→ **What needs to be done**
Extend the article comparing the Whisper, Otter, and Tactiq transcription tools, picking up right after its final sentence.

→ **Excerpt**
***
Head-to-Head Comparison
Here is a quick comparison of the three tools based on my tests:
- Accuracy: Whisper (best on clean audio), Otter (great for meetings), Tactiq (good but dependent on platform captions).
- Speed: Tactiq (real-time), Otter (real-time with delay), Whisper (batch processing, minutes).
- Speaker Diarization: Otter (built-in), Tactiq (captures speaker labels from captions), Whisper (needs extra tool).
- Privacy: Whisper (local), Tactiq (no audio stored), Otter (cloud storage).
- Free Tier Limits: Whisper (unlimited, but requires hardware), Otter (300 min/month, 30 min per conversation), Tactiq (10 transcripts/month).
- Export Options: Otter and Tactiq offer multiple formats, Whisper outputs TXT, JSON, SRT, VTT.
Which Tool Should You Choose?
Your choice depends on your primary use case.
For Maximum Privacy and Unlimited Use: Whisper
If you transcribe sensitive audio or need to process hundreds of files, Whisper is the only truly unlimited option. You need a decent GPU and some command-line comfort. Once set up, it costs nothing and keeps your data local.
For Meeting Notes and Collaboration: Otter
If you attend frequent meetings and want automated transcription with summaries, Otter's free plan is hard to beat. The 300-minute cap is enough for 10 meetings a month. The collaboration features make it easy to share notes with your team.
For Quick, Lightweight Transcription: Tactiq
If you just need a transcript of your Google Meet calls without installing heavy software, Tactiq is the simplest choice. The 10-transcript limit is low, but for occasional use, it is sufficient.
***
→ **Data excerpt**
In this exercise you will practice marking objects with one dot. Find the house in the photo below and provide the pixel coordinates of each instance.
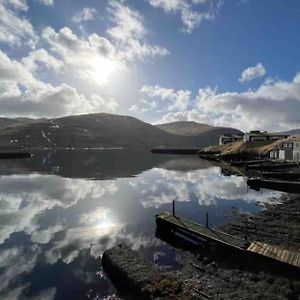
***
→ **Exercise answer**
Where to Start
Start by identifying your biggest pain point. Is it privacy, accuracy, or convenience? If you want a tool that works out of the box for meetings, try Otter first. If you prefer to keep everything local, set up Whisper. If you need a quick solution for Google Meet, install Tactiq.
Also, consider combining these tools with other free AI utilities. For example, you can use a free AI tool to summarize your transcripts or extract action items. Check out our list of the 12 best free AI tools in 2026 to expand your toolkit.
Once you have a transcript, you might want to summarize a Zoom meeting in 2 minutes with AI using a full workflow that integrates with your note-taking app.
And if you want to automate the entire process from transcription to action items, look into no-code automation with AI using Zapier, Make, or n8n. You can set up a workflow that sends your Otter transcript to a summarizer and then to your task manager.
What's Next
Try each tool for a week. Transcribe the same meeting with all three and compare the results. See which one fits your workflow. The best free audio transcription tool in 2026 is the one you actually use. Pick one, start transcribing, and reclaim the time you used to spend taking notes.